WHAT THIS TASK INVOLVES> Write out the full page about the TBro transcriptome browser, word for word and unchanged.

SOURCE DOCUMENT>
+ + +
- Split View
-
Views
-
Cite
Cite
Markus J. Ankenbrand, Lorenz Weber, Dirk Becker, Frank Förster, Felix Bemm, TBro: visualization and management of de novo transcriptomes, Database, Volume 2016, 2016, baw146, https://doi.org/10.1093/database/baw146
- Share Icon Share
RNA sequencing (RNA-seq) has become a powerful tool to understand molecular mechanisms and/or developmental programs. It provides a fast, reliable and cost-effective method to access sets of expressed elements in a qualitative and quantitative manner. Especially for non-model organisms and in absence of a reference genome, RNA-seq data is used to reconstruct and quantify transcriptomes at the same time. Even SNPs, InDels, and alternative splicing events are predicted directly from the data without having a reference genome at hand. A key challenge, especially for non-computational personnal, is the management of the resulting datasets, consisting of different data types and formats. Here, we present TBro, a flexible de novo transcriptome browser, tackling this challenge. TBro aggregates sequences, their annotation, expression levels as well as differential testing results. It provides an easy-to-use interface to mine the aggregated data and generate publication-ready visualizations. Additionally, it supports users with an intuitive cart system, that helps collecting and analysing biological meaningful sets of transcripts. TBro’s modular architecture allows easy extension of its functionalities in the future. Especially, the integration of new data types such as proteomic quantifications or array-based gene expression data is straightforward. Thus, TBro is a fully featured yet flexible transcriptome browser that supports approaching complex biological questions and enhances collaboration of numerous researchers.
+ + +
Records from a dataset:
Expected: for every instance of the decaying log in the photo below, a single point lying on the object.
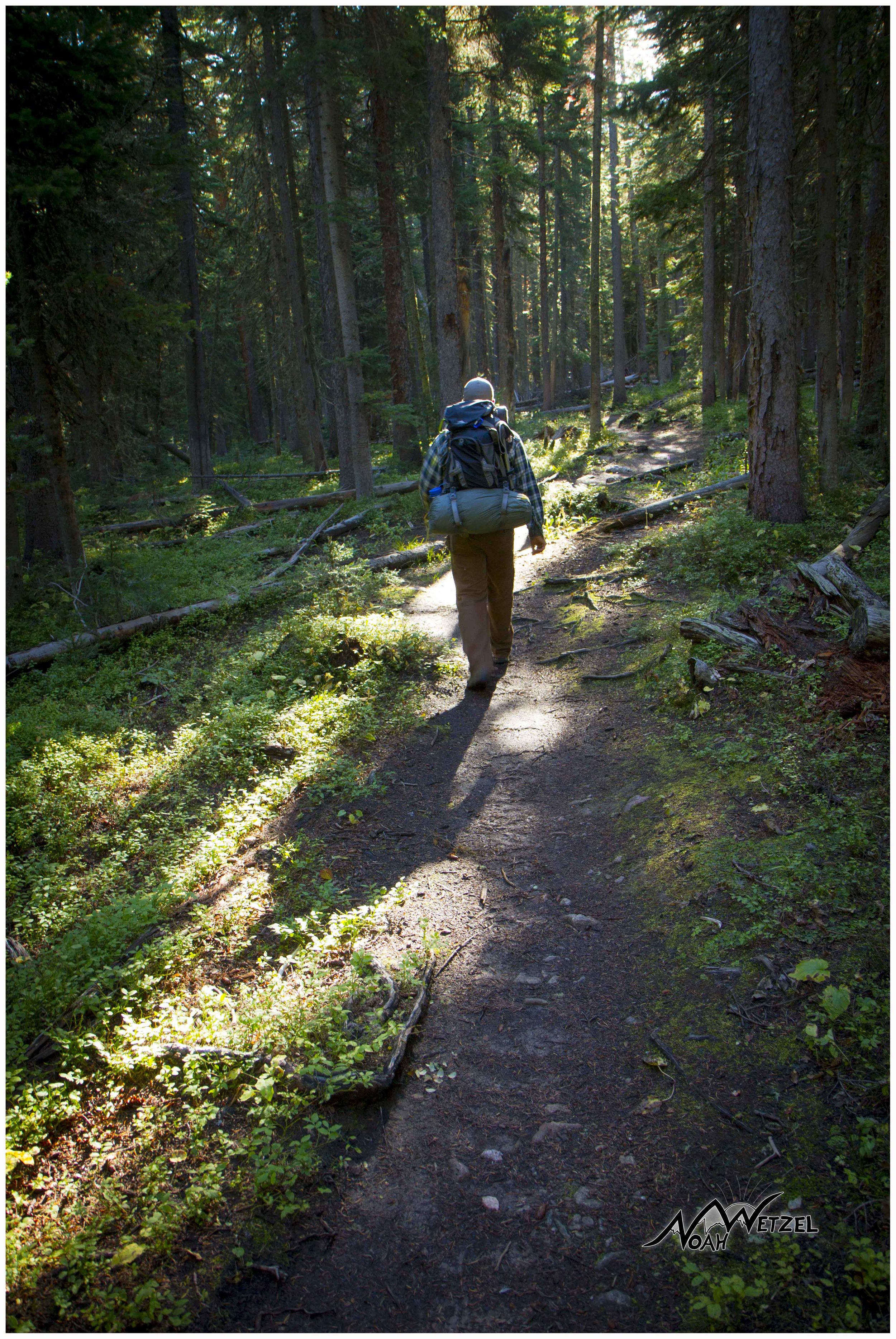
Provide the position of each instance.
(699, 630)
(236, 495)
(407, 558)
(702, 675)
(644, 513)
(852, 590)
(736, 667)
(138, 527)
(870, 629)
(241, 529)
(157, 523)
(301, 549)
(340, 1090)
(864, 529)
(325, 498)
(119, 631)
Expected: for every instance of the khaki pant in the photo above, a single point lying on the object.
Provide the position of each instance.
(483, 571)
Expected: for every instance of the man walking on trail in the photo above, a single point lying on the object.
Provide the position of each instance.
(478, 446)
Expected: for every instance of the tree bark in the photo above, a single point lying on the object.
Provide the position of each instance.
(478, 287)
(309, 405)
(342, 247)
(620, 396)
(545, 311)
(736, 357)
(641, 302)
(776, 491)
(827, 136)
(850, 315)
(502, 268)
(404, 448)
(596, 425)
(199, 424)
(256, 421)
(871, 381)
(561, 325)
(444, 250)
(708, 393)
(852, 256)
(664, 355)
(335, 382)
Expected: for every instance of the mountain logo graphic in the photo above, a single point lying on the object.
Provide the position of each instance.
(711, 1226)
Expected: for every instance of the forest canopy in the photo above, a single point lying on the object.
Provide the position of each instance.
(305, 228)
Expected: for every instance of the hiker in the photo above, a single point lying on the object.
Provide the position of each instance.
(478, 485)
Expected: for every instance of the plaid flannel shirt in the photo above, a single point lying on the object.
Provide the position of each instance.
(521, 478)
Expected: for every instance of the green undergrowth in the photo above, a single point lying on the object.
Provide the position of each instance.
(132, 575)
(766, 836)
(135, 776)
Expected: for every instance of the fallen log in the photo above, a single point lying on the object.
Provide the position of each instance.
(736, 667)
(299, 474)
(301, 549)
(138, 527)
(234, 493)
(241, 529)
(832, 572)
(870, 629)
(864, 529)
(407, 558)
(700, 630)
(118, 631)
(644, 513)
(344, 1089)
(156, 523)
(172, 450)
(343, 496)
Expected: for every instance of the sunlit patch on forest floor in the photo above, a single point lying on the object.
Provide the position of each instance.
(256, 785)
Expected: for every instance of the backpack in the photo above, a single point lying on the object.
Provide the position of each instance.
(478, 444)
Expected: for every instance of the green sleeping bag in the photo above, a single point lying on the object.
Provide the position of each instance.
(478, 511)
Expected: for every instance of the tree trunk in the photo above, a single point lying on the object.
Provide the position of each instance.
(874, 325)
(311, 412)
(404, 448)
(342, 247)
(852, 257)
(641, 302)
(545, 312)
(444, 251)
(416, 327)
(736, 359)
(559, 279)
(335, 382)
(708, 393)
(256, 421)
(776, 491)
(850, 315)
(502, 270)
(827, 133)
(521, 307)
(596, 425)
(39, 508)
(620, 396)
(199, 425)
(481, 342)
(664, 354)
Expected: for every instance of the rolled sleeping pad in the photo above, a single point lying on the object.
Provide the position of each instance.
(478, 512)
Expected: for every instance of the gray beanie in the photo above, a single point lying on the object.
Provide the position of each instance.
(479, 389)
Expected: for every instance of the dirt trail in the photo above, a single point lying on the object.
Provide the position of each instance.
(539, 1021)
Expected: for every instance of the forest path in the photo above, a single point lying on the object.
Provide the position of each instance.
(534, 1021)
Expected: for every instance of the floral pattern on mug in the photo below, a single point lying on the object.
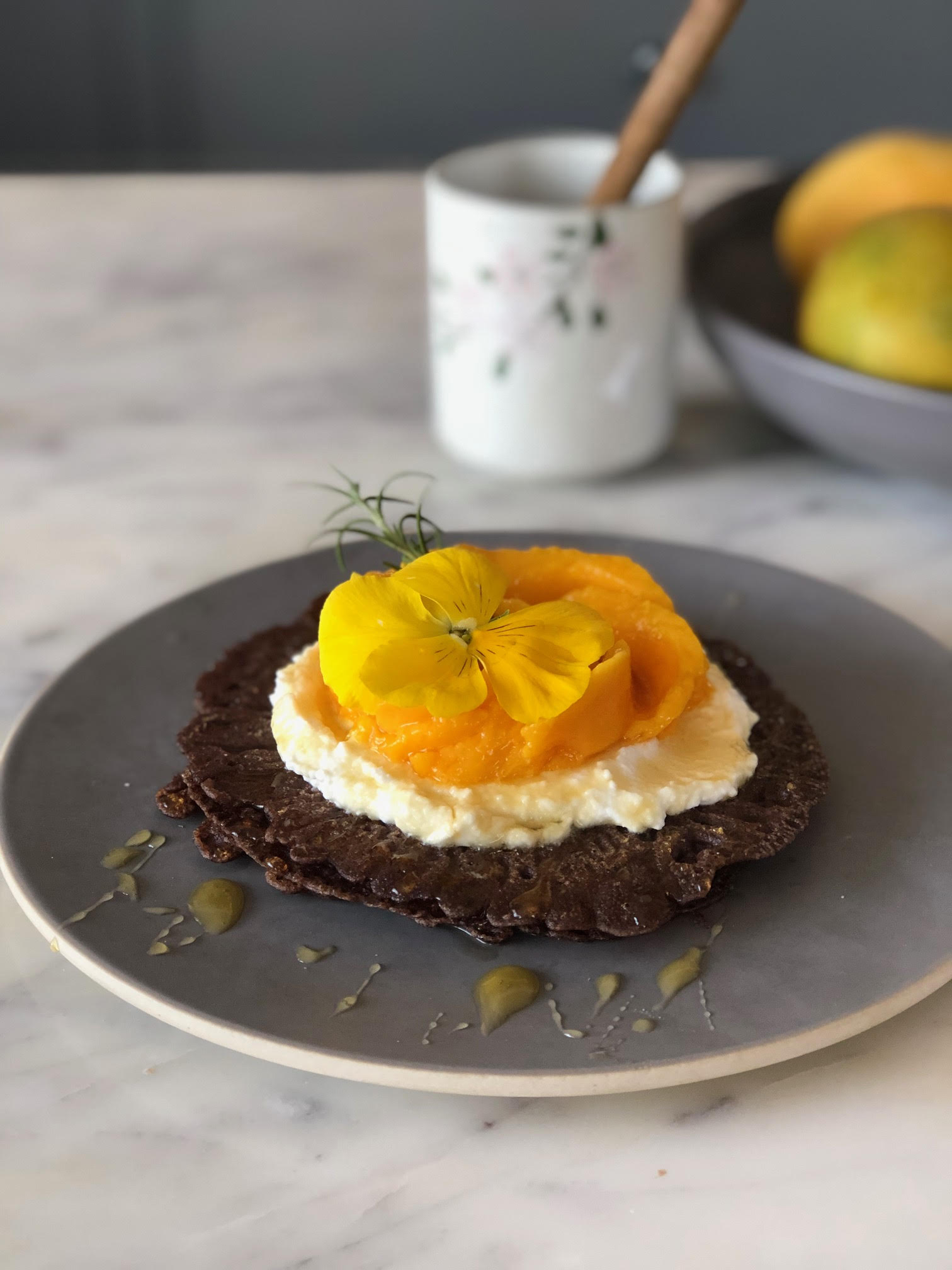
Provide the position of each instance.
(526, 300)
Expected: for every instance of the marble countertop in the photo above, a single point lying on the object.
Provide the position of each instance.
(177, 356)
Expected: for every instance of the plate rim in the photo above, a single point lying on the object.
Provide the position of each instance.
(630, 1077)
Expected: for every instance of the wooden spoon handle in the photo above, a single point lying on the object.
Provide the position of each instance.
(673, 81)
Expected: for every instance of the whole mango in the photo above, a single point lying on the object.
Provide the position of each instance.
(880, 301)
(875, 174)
+ + +
ANSWER BOX>
- Split View
-
Views
-
Cite
Cite
Markus J. Ankenbrand, Lorenz Weber, Dirk Becker, Frank Förster, Felix Bemm, TBro: visualization and management of de novo transcriptomes, Database, Volume 2016, 2016, baw146, https://doi.org/10.1093/database/baw146
- Share Icon Share
RNA sequencing (RNA-seq) has become a powerful tool to understand molecular mechanisms and/or developmental programs. It provides a fast, reliable and cost-effective method to access sets of expressed elements in a qualitative and quantitative manner. Especially for non-model organisms and in absence of a reference genome, RNA-seq data is used to reconstruct and quantify transcriptomes at the same time. Even SNPs, InDels, and alternative splicing events are predicted directly from the data without having a reference genome at hand. A key challenge, especially for non-computational personnal, is the management of the resulting datasets, consisting of different data types and formats. Here, we present TBro, a flexible de novo transcriptome browser, tackling this challenge. TBro aggregates sequences, their annotation, expression levels as well as differential testing results. It provides an easy-to-use interface to mine the aggregated data and generate publication-ready visualizations. Additionally, it supports users with an intuitive cart system, that helps collecting and analysing biological meaningful sets of transcripts. TBro’s modular architecture allows easy extension of its functionalities in the future. Especially, the integration of new data types such as proteomic quantifications or array-based gene expression data is straightforward. Thus, TBro is a fully featured yet flexible transcriptome browser that supports approaching complex biological questions and enhances collaboration of numerous researchers.